--- Extracted material ---

________________________________________

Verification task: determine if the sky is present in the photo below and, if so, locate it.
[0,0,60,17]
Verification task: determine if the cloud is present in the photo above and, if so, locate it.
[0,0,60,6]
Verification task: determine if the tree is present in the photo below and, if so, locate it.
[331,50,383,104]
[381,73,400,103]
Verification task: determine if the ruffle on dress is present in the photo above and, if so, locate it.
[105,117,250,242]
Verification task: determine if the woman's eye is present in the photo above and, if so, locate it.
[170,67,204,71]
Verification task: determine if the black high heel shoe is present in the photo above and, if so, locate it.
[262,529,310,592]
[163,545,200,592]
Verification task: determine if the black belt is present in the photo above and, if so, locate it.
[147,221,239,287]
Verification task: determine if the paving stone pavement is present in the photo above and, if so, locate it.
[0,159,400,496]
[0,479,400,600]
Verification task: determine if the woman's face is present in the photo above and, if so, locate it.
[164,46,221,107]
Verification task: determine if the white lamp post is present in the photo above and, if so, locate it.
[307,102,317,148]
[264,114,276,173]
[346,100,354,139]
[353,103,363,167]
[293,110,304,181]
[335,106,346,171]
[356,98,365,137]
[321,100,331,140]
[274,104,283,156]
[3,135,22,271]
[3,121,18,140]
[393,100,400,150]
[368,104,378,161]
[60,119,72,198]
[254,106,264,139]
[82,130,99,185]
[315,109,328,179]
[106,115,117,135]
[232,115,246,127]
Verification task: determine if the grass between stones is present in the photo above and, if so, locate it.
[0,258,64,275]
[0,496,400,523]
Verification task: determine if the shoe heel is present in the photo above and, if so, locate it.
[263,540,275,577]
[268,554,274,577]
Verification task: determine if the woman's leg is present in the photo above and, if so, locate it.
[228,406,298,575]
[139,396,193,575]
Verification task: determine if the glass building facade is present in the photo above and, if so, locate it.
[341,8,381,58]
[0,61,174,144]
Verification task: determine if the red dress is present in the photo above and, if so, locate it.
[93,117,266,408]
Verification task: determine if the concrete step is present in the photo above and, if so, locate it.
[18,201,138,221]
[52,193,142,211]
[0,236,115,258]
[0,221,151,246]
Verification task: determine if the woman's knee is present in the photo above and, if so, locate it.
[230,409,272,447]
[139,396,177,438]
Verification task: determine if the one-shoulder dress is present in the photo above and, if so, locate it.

________________________________________

--- Your objective ---
Reproduce everything from the start of the records down to the line containing "[163,545,200,592]", requests included, offsetting every bounding-box coordinate in the answers by adding 17.

--- Reply ---
Verification task: determine if the sky is present in the photo below and, if so, locate it.
[17,17,77,34]
Verification task: determine if the cloud is present in the photo above and, if so, locate it.
[17,17,77,23]
Verification task: determine if the tree is present in the photo below and, if so, locate it.
[348,67,400,121]
[398,90,417,120]
Verification task: determine if the ruffle on dress is present in the photo above and, if so, locate it.
[122,134,267,259]
Verification task: determine if the woman's eye is present in the photo above and, if so, locate it.
[187,84,221,88]
Verification task: determine if the black high heel shoe is present in the photo above and, if so, locate it.
[279,546,327,609]
[180,562,217,609]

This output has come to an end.